* WRITTEN TASK *
Reproduce the following material exactly, including every line.
·····
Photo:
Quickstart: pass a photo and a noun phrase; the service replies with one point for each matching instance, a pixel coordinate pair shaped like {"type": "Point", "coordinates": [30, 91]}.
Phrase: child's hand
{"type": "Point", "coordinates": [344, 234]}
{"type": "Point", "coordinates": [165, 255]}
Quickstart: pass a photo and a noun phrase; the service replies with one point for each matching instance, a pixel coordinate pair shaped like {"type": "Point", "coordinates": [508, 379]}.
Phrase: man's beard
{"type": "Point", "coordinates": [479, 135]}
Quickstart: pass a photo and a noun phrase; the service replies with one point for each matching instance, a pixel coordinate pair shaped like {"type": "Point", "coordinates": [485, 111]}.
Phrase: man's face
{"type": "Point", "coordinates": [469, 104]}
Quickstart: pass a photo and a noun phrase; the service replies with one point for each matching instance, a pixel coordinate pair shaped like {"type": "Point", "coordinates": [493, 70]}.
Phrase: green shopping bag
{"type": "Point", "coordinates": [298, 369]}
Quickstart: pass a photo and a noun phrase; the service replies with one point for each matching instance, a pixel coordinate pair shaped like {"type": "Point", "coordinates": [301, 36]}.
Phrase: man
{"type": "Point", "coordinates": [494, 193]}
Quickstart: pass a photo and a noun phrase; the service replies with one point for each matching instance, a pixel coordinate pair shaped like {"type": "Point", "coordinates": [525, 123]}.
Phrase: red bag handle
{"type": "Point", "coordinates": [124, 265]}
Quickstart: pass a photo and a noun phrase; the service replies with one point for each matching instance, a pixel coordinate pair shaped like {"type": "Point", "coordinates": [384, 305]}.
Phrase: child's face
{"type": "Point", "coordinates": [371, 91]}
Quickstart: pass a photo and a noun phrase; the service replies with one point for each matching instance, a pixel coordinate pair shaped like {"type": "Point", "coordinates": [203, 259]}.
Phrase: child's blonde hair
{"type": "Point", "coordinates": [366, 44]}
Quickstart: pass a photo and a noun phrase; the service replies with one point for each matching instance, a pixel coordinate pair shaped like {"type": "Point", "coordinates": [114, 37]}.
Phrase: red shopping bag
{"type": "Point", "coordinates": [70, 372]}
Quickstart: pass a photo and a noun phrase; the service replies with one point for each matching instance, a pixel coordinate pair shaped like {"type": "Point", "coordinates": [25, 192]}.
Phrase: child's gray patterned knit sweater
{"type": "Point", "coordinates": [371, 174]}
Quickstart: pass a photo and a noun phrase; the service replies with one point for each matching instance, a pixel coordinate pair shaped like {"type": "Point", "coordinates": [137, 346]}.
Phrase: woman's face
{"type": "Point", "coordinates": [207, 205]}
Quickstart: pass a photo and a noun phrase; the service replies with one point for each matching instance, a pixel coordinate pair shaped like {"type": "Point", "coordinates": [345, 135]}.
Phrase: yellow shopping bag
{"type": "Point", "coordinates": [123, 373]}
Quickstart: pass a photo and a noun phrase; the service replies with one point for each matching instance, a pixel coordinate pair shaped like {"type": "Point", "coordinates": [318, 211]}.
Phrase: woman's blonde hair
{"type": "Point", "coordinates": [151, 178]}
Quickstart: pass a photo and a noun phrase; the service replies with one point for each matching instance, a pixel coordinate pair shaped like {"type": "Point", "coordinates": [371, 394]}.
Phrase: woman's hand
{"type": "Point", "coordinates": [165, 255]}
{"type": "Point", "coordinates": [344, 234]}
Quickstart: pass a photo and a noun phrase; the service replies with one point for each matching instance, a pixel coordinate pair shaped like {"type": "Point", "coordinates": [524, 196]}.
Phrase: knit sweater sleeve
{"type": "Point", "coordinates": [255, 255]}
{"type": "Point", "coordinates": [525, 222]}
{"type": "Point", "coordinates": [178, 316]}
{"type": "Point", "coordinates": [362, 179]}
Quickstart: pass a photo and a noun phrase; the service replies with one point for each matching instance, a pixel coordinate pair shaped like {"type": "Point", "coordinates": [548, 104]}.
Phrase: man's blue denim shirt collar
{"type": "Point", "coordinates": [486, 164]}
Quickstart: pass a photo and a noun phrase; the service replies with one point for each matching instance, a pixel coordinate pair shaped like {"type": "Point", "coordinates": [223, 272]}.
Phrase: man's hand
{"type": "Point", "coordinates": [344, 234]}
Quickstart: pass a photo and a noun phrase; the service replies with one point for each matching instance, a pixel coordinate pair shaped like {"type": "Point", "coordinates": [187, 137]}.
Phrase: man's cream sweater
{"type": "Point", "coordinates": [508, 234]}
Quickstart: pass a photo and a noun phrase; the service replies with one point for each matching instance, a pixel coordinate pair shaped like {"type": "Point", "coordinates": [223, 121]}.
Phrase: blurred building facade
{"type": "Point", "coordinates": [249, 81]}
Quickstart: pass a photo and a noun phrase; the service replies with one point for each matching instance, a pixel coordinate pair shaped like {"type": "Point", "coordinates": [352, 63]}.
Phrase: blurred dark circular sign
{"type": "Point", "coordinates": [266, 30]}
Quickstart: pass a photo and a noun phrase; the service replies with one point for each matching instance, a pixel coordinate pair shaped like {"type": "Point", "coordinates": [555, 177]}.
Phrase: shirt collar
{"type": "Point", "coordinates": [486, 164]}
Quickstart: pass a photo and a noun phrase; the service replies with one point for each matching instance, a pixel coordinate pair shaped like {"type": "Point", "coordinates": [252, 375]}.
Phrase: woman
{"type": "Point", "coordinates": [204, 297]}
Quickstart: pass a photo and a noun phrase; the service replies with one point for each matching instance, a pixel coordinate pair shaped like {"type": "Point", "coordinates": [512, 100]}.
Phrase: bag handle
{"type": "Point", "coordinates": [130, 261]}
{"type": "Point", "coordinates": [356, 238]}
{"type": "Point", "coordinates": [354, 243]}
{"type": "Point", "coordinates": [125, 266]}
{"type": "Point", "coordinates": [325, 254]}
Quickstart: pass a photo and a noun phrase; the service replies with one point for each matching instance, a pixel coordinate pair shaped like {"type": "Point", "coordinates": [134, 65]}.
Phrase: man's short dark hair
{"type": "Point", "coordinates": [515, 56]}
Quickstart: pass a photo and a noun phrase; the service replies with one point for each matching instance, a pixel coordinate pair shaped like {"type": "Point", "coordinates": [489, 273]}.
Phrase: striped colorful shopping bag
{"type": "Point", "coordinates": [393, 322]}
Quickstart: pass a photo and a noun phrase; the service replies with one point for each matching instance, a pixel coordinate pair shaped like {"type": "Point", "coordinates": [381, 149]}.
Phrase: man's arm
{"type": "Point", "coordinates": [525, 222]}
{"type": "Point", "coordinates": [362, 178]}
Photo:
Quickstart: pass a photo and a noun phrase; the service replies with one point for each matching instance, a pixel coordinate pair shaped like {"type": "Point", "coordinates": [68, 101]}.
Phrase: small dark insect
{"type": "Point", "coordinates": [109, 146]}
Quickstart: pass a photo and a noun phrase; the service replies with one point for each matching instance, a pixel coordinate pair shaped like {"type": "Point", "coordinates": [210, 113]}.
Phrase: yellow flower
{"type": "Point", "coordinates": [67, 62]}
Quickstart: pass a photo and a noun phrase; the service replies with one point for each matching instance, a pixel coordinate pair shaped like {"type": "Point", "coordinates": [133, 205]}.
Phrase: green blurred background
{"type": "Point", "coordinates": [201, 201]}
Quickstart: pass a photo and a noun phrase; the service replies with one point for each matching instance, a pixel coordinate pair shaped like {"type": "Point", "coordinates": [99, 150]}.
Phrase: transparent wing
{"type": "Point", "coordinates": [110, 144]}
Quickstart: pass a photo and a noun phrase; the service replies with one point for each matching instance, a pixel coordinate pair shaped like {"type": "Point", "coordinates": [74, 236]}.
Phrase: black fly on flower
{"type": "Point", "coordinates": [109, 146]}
·····
* RESPONSE *
Photo:
Quickstart: pass a photo and a noun phrase; the service replies with one point for each matching instance, a pixel coordinate pair shaped like {"type": "Point", "coordinates": [30, 91]}.
Phrase: child's hand
{"type": "Point", "coordinates": [344, 234]}
{"type": "Point", "coordinates": [165, 255]}
Quickstart: pass a photo and a noun phrase; the service replies with one point for each matching instance, a pixel coordinate pair shaped like {"type": "Point", "coordinates": [508, 379]}.
Phrase: man's beard
{"type": "Point", "coordinates": [479, 135]}
Quickstart: pass a photo and a noun phrase; the service replies with one point for each matching instance, a pixel coordinate pair shaped like {"type": "Point", "coordinates": [485, 111]}.
Phrase: man's face
{"type": "Point", "coordinates": [469, 104]}
Quickstart: pass a photo and a noun phrase; the service replies with one point for each matching instance, a pixel coordinate pair shaped like {"type": "Point", "coordinates": [493, 70]}.
Phrase: green shopping bag
{"type": "Point", "coordinates": [298, 369]}
Quickstart: pass a photo and a noun phrase; the service replies with one point for each matching instance, a pixel coordinate pair shaped like {"type": "Point", "coordinates": [301, 36]}.
Phrase: man
{"type": "Point", "coordinates": [494, 193]}
Quickstart: pass a photo and a noun phrase; the service replies with one point for each matching instance, a pixel coordinate pair shaped like {"type": "Point", "coordinates": [525, 123]}.
Phrase: red bag handle
{"type": "Point", "coordinates": [124, 265]}
Quickstart: pass a photo and a noun phrase; the service replies with one point for each matching instance, a pixel coordinate pair shaped like {"type": "Point", "coordinates": [384, 305]}.
Phrase: child's face
{"type": "Point", "coordinates": [371, 91]}
Quickstart: pass a photo and a noun phrase; the service replies with one point for each matching instance, a pixel coordinate pair shaped like {"type": "Point", "coordinates": [203, 259]}.
Phrase: child's blonde hair
{"type": "Point", "coordinates": [366, 44]}
Quickstart: pass a photo and a noun phrase; the service replies with one point for each matching instance, a pixel coordinate pair shaped like {"type": "Point", "coordinates": [114, 37]}.
Phrase: red shopping bag
{"type": "Point", "coordinates": [70, 372]}
Quickstart: pass a photo and a noun phrase; the service replies with one point for each matching instance, a pixel coordinate pair shaped like {"type": "Point", "coordinates": [25, 192]}.
Phrase: child's gray patterned knit sweater
{"type": "Point", "coordinates": [371, 174]}
Quickstart: pass a photo and a noun phrase; the service replies with one point for each matching instance, a pixel coordinate pair shaped like {"type": "Point", "coordinates": [137, 346]}.
Phrase: woman's face
{"type": "Point", "coordinates": [207, 205]}
Quickstart: pass a photo and a noun phrase; the service replies with one point for each matching instance, a pixel coordinate pair shaped like {"type": "Point", "coordinates": [345, 135]}.
Phrase: yellow shopping bag
{"type": "Point", "coordinates": [123, 373]}
Quickstart: pass a photo and a noun phrase; the service replies with one point for each matching instance, a pixel coordinate pair shaped like {"type": "Point", "coordinates": [318, 211]}.
Phrase: woman's blonde hair
{"type": "Point", "coordinates": [151, 178]}
Quickstart: pass a photo and a noun phrase; the service replies with one point for each matching instance, a pixel coordinate pair shaped like {"type": "Point", "coordinates": [371, 394]}.
Phrase: woman's hand
{"type": "Point", "coordinates": [165, 255]}
{"type": "Point", "coordinates": [344, 234]}
Quickstart: pass a photo and a noun phrase; the service replies with one point for each matching instance, a pixel coordinate pair shaped like {"type": "Point", "coordinates": [524, 196]}.
Phrase: knit sweater sleeve
{"type": "Point", "coordinates": [255, 255]}
{"type": "Point", "coordinates": [525, 222]}
{"type": "Point", "coordinates": [178, 316]}
{"type": "Point", "coordinates": [362, 179]}
Quickstart: pass a photo and a noun phrase; the service replies with one point for each matching instance, a pixel coordinate pair shaped like {"type": "Point", "coordinates": [548, 104]}.
Phrase: man's blue denim shirt collar
{"type": "Point", "coordinates": [486, 164]}
Quickstart: pass a photo and a noun phrase; the service replies with one point for each matching instance, a pixel coordinate pair shaped like {"type": "Point", "coordinates": [223, 272]}.
Phrase: man's hand
{"type": "Point", "coordinates": [344, 234]}
Quickstart: pass a photo and a noun phrase; the service replies with one point for each matching instance, a pixel coordinate pair shaped like {"type": "Point", "coordinates": [187, 137]}.
Phrase: man's cream sweater
{"type": "Point", "coordinates": [508, 234]}
Quickstart: pass a photo and a noun phrase; the service replies with one point for each matching instance, a pixel coordinate pair shaped like {"type": "Point", "coordinates": [223, 121]}.
Phrase: blurred building facade
{"type": "Point", "coordinates": [249, 81]}
Quickstart: pass a photo and a noun phrase; the service replies with one point for each matching instance, a pixel coordinate pair shaped like {"type": "Point", "coordinates": [352, 63]}.
Phrase: blurred dark circular sign
{"type": "Point", "coordinates": [266, 30]}
Quickstart: pass a photo and a noun phrase; the service replies with one point for each matching instance, a pixel coordinate pair shaped like {"type": "Point", "coordinates": [555, 177]}.
Phrase: shirt collar
{"type": "Point", "coordinates": [486, 164]}
Quickstart: pass a photo and a noun phrase; the service replies with one point for each matching instance, a pixel coordinate pair shaped like {"type": "Point", "coordinates": [252, 375]}.
Phrase: woman
{"type": "Point", "coordinates": [204, 297]}
Quickstart: pass a photo and a noun phrase; the service replies with one point for each matching instance, a pixel coordinate pair shaped like {"type": "Point", "coordinates": [512, 100]}.
Phrase: bag handle
{"type": "Point", "coordinates": [130, 261]}
{"type": "Point", "coordinates": [356, 238]}
{"type": "Point", "coordinates": [354, 243]}
{"type": "Point", "coordinates": [125, 266]}
{"type": "Point", "coordinates": [325, 254]}
Quickstart: pass a photo and a noun phrase; the service replies with one point for each matching instance, a pixel coordinate pair shaped like {"type": "Point", "coordinates": [134, 65]}.
Phrase: man's short dark hair
{"type": "Point", "coordinates": [515, 56]}
Quickstart: pass a photo and a noun phrase; the service replies with one point for each matching instance, a pixel coordinate pair shaped like {"type": "Point", "coordinates": [489, 273]}.
Phrase: striped colorful shopping bag
{"type": "Point", "coordinates": [393, 322]}
Quickstart: pass a photo and a noun phrase; the service replies with one point for each matching instance, a pixel coordinate pair shaped like {"type": "Point", "coordinates": [381, 149]}.
Phrase: man's arm
{"type": "Point", "coordinates": [525, 222]}
{"type": "Point", "coordinates": [362, 178]}
Photo:
Quickstart: pass a photo and a noun phrase; the service replies with one point for each matching instance, a pixel coordinate pair shaped like {"type": "Point", "coordinates": [68, 101]}.
Phrase: small dark insect
{"type": "Point", "coordinates": [109, 146]}
Quickstart: pass a photo and a noun phrase; the service replies with one point for each matching instance, a pixel coordinate pair shaped like {"type": "Point", "coordinates": [210, 113]}.
Phrase: yellow flower
{"type": "Point", "coordinates": [67, 62]}
Quickstart: pass a photo and a noun phrase; the service replies with one point for each matching instance, a pixel coordinate pair shaped like {"type": "Point", "coordinates": [133, 205]}.
Phrase: green blurred background
{"type": "Point", "coordinates": [201, 201]}
Quickstart: pass a photo and a noun phrase; the service replies with one point for each matching instance, a pixel coordinate pair shaped like {"type": "Point", "coordinates": [99, 150]}.
Phrase: transparent wing
{"type": "Point", "coordinates": [110, 144]}
Quickstart: pass a photo and a noun phrase; the service replies with one point for each matching instance, a pixel coordinate pair shaped like {"type": "Point", "coordinates": [74, 236]}.
Phrase: black fly on flower
{"type": "Point", "coordinates": [109, 146]}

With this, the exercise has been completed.